→ **TAREA REQUERIDA A**: Indica si cada afirmación concuerda con el texto extraído y justifica cada respuesta (sí o no) con las palabras decisivas del texto citadas literalmente. (i) Algunas encuestas señalan que los españoles ven cada vez más a Marruecos como un peligro. (ii) El texto considera injustificadas las críticas a las maniobras de Marruecos contra España. (iii) El texto presenta el papel de ciertas empresas españolas como un asunto muy tratado.

→ **TEXTO EXTRAÍDO**:

_ _ _ _

España contra España, o el coste político de hacer negocios en Marruecos

19/12/2025

Parece ser que, tal y como indican algunas encuestas, los españoles cada vez perciben más a Marruecos como un peligro. Seguramente por ello en los últimos años se han generalizado las críticas –justificadas– a las maniobras de Marruecos en distintos frentes contra España: presión migratoria, disputas territoriales, instrumentalización de acuerdos económicos o uso estratégico de su posición geográfica. Sin embargo, hay un aspecto menos tratado y, quizá por ello, más incómodo: el papel que desempeñan determinadas empresas españolas en la consolidación de esa asimetría, cuando hacen negocio en Marruecos aun a costa de perjudicar directa o indirectamente, intencionalmente o no, a la propia España.

_ _ _ _

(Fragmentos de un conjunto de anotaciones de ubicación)
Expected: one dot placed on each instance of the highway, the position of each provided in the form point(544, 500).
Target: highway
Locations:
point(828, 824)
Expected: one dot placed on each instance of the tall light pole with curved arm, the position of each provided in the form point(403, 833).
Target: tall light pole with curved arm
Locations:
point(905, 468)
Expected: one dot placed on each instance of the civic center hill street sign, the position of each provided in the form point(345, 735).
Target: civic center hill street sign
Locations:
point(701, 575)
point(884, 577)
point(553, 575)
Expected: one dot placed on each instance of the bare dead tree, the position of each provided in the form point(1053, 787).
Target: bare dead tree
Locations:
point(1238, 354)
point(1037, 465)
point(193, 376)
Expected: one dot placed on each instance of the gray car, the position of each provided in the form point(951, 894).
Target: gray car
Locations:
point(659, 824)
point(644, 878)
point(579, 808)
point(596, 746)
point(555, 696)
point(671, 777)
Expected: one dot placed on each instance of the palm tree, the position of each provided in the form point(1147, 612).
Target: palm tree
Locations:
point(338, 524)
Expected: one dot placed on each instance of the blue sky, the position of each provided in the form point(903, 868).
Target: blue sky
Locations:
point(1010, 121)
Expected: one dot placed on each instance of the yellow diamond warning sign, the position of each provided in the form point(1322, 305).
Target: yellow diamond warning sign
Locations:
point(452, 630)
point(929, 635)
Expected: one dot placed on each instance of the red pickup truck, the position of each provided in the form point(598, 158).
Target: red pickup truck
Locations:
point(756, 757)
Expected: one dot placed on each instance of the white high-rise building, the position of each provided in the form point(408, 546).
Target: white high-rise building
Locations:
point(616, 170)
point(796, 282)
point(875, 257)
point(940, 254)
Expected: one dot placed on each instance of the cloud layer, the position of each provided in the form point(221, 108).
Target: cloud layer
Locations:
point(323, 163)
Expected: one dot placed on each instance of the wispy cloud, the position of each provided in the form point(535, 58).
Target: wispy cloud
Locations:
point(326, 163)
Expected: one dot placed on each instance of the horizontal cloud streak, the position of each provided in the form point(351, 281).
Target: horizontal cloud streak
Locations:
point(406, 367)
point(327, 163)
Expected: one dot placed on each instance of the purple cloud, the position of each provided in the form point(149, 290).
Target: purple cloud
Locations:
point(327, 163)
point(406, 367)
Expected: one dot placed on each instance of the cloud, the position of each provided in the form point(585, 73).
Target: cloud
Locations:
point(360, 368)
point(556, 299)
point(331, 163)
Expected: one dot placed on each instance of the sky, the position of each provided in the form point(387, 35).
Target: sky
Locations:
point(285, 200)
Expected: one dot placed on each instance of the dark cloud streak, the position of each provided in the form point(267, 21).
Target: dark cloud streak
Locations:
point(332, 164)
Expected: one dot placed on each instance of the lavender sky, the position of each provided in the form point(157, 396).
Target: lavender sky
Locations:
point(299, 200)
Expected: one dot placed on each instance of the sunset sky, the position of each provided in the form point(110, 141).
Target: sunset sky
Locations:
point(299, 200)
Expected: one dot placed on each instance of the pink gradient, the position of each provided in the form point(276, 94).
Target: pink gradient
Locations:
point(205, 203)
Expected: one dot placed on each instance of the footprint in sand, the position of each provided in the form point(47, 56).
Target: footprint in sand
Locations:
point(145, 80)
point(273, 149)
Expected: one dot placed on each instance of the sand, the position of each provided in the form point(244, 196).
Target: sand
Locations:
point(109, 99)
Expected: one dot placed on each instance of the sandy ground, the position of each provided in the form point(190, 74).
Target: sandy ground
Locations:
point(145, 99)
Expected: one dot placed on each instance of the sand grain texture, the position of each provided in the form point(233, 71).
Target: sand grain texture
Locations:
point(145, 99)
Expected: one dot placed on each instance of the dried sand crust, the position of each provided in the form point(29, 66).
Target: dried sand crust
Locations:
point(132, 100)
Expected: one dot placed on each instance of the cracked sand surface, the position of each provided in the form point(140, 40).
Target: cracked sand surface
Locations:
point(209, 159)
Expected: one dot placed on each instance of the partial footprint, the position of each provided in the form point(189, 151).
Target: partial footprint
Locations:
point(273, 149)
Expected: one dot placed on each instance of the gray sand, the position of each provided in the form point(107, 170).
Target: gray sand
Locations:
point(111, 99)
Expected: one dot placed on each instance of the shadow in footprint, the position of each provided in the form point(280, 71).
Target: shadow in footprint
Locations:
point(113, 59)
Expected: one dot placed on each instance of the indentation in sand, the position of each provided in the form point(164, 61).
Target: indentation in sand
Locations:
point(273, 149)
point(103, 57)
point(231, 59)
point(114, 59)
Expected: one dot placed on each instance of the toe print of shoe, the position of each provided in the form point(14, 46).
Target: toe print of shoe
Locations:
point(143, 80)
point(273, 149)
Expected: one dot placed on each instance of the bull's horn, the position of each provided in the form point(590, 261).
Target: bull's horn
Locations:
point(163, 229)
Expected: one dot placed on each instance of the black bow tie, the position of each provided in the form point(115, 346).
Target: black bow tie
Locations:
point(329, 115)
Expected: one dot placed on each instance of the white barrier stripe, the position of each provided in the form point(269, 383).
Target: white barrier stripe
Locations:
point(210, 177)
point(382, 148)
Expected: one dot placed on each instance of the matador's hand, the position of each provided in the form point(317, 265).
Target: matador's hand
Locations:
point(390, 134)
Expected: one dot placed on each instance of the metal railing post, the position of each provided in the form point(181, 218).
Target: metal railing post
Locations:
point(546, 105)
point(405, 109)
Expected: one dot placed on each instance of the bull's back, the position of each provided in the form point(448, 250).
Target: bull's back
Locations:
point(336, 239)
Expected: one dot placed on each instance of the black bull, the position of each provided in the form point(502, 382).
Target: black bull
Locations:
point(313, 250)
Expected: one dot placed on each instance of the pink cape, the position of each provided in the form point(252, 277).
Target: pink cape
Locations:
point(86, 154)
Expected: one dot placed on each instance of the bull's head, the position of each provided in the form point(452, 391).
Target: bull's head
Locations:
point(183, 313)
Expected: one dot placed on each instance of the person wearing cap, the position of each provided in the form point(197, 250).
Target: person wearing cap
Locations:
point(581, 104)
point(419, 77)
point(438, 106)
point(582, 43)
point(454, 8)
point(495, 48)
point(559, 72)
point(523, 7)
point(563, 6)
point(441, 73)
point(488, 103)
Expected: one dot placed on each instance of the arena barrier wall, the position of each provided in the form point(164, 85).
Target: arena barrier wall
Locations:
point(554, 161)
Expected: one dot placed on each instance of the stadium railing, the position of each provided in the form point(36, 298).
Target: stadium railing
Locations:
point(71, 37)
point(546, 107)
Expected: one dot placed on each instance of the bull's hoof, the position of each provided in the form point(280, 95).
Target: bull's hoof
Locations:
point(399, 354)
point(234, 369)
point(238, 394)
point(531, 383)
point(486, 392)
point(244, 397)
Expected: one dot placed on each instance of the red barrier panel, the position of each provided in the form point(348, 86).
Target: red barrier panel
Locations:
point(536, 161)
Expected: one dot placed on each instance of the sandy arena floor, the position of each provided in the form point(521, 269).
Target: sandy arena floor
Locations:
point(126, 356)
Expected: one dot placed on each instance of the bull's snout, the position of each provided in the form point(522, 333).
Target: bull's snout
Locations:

_ _ _ _

→ **TAREA REQUERIDA B**: Copia sin cambios, por favor, las líneas de los registros, comenzando por la primera y siguiendo hasta la línea que contiene "point(929, 635)", esta incluida.

→ **RESPUESTA A**:
(i) Sí: "tal y como indican algunas encuestas, los españoles cada vez perciben más a Marruecos como un peligro".
(ii) No: "se han generalizado las críticas –justificadas– a las maniobras de Marruecos".
(iii) No: "hay un aspecto menos tratado y, quizá por ello, más incómodo".

→ **RESPUESTA B**:
Expected: one dot placed on each instance of the highway, the position of each provided in the form point(544, 500).
Target: highway
Locations:
point(828, 824)
Expected: one dot placed on each instance of the tall light pole with curved arm, the position of each provided in the form point(403, 833).
Target: tall light pole with curved arm
Locations:
point(905, 468)
Expected: one dot placed on each instance of the civic center hill street sign, the position of each provided in the form point(345, 735).
Target: civic center hill street sign
Locations:
point(701, 575)
point(884, 577)
point(553, 575)
Expected: one dot placed on each instance of the bare dead tree, the position of each provided in the form point(1053, 787).
Target: bare dead tree
Locations:
point(1238, 354)
point(1037, 465)
point(193, 376)
Expected: one dot placed on each instance of the gray car, the position of each provided in the form point(951, 894).
Target: gray car
Locations:
point(659, 824)
point(644, 878)
point(579, 808)
point(596, 746)
point(555, 696)
point(671, 777)
Expected: one dot placed on each instance of the palm tree, the position of each provided in the form point(1147, 612).
Target: palm tree
Locations:
point(338, 524)
Expected: one dot placed on each instance of the blue sky, the position of each provided in the form point(903, 868).
Target: blue sky
Locations:
point(1010, 121)
Expected: one dot placed on each instance of the yellow diamond warning sign, the position of each provided in the form point(1322, 305).
Target: yellow diamond warning sign
Locations:
point(452, 630)
point(929, 635)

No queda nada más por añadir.